La legislazione italiana è troppo debole sul tema delle delocalizzazioni. Sembra che la politica se ne sia accorta con la vertenza sull’azienda finlandese Wartsila. Dopo la manifestazione di sabato 3 settembre a Trieste, che ha visto 15mila persone scendere in piazza in segno di vicinanza ai 450 lavoratori dell’azienda – più circa altrettanti occupati dall’indotto – la Regione Friuli Venezia Giulia si è rivolta al giudice del Lavoro del Tribunale di Trieste presentando un ricorso che contesta la comunicazione della procedura di licenziamento. Non solo: per la prima volta in Italia pone “in dubbio la costituzionalità della norma in materia di procedure di delocalizzazione”, come ha spiegato l’assessora regionale al Lavoro, Alessia Rosolen, invocando l’intervento della Corte costituzionale.

La legge ora in vigore, inserita nella legge di bilancio 2022 e criticata fin dalla sua genesi da alcune organizzazioni dei lavoratori – su tutte dal Collettivo di fabbrica della ex Gkn di Campi Bisenzio -, non ha la capacità di trattenere le aziende sul territorio nazionale, neanche nel caso si tratti di una società in salute e in utile come Wartsila. Le attuali norme prevedono, secondo l’amministrazione regionale, sanzioni troppo leggere per chi intende delocalizzare. Inoltre di fatto per l’azienda è sufficiente comunicare per iscritto con almeno 90 giorni di anticipo l’avvio della procedura a sindacati, Regioni, Anpal e ministero, spiegando le ragioni economiche, finanziarie, tecniche e organizzative alla base della decisioni, per potersene andare senza rischiare contestazioni. In questo modo, dal punto di vista della giunta triestina, non difende a sufficienza il diritto al lavoro previsto dalla legge fondamentale dello Stato.

Voci di dati memorizzate
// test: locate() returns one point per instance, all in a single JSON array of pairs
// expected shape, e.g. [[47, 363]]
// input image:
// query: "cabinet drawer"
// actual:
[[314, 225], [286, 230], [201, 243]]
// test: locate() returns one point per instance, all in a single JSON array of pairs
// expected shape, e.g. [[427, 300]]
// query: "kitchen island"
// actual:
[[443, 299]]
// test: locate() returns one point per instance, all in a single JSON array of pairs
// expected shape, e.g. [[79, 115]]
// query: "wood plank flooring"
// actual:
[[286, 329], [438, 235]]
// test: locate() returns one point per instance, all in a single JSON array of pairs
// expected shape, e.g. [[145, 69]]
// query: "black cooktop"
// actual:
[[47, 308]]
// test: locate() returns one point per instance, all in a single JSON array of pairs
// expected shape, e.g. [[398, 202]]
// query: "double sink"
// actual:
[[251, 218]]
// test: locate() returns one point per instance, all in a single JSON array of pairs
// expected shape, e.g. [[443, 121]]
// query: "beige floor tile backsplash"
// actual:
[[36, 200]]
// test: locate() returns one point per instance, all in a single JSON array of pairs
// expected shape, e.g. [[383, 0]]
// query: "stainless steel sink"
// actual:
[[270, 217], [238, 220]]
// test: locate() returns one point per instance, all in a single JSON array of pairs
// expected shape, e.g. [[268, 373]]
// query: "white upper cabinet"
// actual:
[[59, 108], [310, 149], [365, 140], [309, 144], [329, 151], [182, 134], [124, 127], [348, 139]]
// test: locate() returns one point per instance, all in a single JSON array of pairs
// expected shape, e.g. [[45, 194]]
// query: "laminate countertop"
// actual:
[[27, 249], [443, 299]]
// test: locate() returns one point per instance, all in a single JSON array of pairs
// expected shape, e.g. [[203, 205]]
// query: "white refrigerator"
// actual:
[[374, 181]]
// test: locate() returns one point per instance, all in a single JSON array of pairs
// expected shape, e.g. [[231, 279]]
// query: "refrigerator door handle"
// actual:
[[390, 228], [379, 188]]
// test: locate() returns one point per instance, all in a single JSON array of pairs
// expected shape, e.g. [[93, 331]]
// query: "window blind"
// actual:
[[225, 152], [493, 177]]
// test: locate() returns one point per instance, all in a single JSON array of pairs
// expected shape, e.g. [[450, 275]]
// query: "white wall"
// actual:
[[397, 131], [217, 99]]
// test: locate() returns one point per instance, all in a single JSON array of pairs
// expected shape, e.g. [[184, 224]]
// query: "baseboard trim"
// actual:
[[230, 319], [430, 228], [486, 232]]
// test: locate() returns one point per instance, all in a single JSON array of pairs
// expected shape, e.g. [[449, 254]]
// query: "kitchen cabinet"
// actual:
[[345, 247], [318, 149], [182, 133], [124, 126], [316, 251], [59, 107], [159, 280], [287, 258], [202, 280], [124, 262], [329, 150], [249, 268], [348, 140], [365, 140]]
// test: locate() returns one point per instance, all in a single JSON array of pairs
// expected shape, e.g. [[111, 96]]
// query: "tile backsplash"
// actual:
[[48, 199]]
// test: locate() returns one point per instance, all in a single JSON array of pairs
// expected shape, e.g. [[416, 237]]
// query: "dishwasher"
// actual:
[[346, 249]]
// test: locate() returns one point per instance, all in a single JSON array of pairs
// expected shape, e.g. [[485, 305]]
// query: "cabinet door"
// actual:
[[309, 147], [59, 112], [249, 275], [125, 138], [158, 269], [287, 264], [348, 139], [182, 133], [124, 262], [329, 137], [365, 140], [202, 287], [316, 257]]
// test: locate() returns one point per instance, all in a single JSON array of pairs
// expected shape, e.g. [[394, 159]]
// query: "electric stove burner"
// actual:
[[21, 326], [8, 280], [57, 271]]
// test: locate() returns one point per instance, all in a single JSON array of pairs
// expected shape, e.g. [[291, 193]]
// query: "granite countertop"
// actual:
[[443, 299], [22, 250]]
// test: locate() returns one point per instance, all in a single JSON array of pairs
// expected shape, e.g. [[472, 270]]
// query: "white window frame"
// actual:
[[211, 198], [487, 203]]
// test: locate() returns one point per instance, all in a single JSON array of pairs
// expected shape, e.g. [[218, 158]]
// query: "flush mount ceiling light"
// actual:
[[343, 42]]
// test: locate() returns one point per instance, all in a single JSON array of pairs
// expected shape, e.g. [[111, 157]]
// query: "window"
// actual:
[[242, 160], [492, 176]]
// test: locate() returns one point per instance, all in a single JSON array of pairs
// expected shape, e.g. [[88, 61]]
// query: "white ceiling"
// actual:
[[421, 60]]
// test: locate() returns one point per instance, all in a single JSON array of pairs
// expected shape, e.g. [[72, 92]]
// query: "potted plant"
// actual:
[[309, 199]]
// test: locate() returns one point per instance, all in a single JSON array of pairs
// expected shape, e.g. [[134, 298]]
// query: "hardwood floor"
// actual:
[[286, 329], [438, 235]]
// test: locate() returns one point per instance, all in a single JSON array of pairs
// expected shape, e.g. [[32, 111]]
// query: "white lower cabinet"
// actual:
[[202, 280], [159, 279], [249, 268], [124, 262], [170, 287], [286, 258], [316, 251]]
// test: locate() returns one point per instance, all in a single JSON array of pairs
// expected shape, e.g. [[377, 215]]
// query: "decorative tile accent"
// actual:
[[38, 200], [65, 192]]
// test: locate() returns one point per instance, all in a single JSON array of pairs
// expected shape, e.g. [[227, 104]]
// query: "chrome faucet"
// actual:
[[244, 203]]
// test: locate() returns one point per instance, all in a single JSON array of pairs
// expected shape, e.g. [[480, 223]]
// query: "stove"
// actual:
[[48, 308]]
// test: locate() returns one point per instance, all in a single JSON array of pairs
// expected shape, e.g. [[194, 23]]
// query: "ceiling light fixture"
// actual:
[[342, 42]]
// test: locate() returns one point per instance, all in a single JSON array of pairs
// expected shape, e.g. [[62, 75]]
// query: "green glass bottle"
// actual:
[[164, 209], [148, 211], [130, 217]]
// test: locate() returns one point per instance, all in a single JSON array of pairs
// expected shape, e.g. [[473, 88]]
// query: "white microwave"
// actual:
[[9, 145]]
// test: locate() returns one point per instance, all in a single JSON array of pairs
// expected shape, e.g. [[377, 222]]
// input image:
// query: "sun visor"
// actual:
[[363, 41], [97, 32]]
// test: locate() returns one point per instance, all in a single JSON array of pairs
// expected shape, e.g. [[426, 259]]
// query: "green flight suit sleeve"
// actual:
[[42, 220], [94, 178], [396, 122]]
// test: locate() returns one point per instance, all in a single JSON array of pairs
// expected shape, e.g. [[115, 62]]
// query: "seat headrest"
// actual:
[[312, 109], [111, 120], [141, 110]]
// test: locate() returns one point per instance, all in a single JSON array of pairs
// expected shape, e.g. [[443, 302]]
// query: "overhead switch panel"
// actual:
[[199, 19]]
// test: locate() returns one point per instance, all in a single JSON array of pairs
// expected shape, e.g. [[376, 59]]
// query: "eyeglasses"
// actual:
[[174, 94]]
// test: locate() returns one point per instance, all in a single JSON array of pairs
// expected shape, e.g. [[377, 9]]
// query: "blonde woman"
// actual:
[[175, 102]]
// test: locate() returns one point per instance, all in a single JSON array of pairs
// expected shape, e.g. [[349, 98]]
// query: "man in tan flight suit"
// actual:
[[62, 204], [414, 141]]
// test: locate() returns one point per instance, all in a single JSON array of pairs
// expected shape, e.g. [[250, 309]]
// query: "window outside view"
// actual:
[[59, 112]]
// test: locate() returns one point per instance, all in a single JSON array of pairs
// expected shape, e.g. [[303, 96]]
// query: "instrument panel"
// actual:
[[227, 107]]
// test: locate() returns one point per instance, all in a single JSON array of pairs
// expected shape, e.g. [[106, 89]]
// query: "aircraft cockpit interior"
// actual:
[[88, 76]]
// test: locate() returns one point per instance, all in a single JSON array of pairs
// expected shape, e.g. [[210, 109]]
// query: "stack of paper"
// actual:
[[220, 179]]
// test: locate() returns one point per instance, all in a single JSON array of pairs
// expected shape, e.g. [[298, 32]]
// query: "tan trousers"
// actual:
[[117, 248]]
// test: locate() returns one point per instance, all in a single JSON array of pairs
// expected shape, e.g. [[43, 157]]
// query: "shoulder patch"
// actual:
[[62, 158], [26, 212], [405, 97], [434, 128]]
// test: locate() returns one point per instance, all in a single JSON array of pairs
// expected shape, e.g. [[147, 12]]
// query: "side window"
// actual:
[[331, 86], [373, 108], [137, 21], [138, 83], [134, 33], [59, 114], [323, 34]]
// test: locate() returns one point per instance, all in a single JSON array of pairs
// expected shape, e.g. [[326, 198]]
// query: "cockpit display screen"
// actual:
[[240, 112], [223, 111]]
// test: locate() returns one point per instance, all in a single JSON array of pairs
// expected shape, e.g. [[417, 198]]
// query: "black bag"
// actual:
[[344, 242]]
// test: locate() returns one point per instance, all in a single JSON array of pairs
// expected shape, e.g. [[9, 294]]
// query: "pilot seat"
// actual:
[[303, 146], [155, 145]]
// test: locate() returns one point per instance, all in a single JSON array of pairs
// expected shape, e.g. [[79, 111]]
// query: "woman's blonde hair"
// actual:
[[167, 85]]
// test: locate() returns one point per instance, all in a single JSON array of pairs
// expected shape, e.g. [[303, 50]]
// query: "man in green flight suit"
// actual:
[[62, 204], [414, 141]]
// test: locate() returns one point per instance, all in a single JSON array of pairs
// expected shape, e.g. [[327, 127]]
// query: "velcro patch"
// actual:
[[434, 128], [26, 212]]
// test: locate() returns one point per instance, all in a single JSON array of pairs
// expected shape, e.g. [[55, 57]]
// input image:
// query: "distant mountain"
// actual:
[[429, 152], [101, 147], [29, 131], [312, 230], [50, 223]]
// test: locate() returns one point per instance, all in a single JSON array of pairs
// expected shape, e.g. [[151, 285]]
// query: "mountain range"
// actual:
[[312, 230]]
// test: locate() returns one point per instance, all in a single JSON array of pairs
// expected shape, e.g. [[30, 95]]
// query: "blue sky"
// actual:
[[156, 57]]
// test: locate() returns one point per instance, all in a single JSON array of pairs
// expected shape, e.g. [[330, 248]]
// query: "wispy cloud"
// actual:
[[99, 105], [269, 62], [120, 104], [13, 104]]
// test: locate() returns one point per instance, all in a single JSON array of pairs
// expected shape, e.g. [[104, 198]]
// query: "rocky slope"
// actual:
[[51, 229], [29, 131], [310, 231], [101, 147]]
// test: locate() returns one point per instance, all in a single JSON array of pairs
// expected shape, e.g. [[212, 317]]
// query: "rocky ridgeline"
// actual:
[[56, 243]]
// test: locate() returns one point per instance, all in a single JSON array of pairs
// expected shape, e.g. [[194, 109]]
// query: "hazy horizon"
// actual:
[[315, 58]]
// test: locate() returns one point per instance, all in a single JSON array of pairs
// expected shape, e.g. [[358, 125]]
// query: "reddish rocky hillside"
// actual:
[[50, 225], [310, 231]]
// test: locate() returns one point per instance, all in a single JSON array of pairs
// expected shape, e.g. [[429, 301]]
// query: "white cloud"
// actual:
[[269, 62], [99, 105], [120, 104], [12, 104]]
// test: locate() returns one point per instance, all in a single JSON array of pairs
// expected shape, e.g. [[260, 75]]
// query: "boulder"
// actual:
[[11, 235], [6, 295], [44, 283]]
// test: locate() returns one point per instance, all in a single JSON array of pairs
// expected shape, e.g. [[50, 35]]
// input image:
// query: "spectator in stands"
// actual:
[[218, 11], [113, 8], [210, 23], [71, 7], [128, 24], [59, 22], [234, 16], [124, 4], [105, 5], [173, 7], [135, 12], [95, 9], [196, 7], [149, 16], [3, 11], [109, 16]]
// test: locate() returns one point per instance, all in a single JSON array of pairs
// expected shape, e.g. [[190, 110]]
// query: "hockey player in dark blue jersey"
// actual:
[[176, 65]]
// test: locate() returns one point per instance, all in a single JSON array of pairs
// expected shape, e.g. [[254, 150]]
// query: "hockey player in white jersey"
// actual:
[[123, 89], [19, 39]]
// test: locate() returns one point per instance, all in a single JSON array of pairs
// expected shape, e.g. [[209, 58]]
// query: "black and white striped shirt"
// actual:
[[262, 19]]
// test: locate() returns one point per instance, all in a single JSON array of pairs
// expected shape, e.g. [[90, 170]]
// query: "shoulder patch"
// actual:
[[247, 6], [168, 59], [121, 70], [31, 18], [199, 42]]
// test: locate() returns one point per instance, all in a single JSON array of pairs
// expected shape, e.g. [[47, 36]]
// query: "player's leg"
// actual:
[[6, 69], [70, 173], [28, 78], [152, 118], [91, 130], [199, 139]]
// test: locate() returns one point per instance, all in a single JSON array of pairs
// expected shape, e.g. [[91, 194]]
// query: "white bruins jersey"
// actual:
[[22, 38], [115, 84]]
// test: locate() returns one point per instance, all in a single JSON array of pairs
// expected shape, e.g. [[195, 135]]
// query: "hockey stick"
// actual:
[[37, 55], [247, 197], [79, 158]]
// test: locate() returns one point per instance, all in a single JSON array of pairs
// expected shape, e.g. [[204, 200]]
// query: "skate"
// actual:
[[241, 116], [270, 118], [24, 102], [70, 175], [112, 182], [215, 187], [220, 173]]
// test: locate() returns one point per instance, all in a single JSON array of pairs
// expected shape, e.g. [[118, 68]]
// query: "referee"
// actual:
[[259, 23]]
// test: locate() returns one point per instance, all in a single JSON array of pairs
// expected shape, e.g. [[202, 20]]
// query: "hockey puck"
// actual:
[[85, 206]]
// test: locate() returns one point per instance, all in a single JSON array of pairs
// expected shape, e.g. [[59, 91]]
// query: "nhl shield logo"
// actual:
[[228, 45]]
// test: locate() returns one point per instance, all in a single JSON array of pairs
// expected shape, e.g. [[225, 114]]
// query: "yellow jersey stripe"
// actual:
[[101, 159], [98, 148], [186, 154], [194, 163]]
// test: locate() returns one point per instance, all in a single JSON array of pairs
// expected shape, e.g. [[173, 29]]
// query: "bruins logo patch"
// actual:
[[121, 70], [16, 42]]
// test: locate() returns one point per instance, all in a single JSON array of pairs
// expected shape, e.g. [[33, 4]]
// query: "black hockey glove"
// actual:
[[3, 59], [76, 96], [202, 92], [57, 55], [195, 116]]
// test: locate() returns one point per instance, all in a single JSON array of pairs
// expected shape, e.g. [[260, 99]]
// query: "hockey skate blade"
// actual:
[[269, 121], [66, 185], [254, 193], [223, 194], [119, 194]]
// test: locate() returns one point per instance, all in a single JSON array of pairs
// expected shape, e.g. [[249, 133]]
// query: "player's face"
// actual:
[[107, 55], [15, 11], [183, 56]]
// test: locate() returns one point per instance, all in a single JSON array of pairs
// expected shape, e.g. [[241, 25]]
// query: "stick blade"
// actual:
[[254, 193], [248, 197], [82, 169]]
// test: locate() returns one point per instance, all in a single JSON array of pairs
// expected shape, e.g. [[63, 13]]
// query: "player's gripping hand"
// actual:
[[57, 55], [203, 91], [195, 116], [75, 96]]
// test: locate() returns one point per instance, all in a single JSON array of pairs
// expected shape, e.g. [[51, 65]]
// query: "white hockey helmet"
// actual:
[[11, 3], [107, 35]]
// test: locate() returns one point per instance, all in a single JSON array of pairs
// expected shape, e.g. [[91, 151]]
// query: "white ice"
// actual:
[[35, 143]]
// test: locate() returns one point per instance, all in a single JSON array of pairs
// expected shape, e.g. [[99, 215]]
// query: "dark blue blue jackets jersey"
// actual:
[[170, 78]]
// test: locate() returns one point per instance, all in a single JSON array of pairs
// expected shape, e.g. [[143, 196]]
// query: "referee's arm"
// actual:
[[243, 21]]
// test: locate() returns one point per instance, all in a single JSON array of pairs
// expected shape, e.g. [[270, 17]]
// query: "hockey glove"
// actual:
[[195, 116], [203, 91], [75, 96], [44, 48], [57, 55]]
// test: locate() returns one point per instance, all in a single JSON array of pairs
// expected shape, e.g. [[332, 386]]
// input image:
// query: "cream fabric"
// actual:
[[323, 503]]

## [CONSEGNA]
Stampa parola per parola il brano del testo sulla vertenza Wartsila da "La legislazione italiana" fino a "della Corte costituzionale." incluso. Le righe riportate qui non sono necessarie.

## [RISPOSTA]
La legislazione italiana è troppo debole sul tema delle delocalizzazioni. Sembra che la politica se ne sia accorta con la vertenza sull’azienda finlandese Wartsila. Dopo la manifestazione di sabato 3 settembre a Trieste, che ha visto 15mila persone scendere in piazza in segno di vicinanza ai 450 lavoratori dell’azienda – più circa altrettanti occupati dall’indotto – la Regione Friuli Venezia Giulia si è rivolta al giudice del Lavoro del Tribunale di Trieste presentando un ricorso che contesta la comunicazione della procedura di licenziamento. Non solo: per la prima volta in Italia pone “in dubbio la costituzionalità della norma in materia di procedure di delocalizzazione”, come ha spiegato l’assessora regionale al Lavoro, Alessia Rosolen, invocando l’intervento della Corte costituzionale.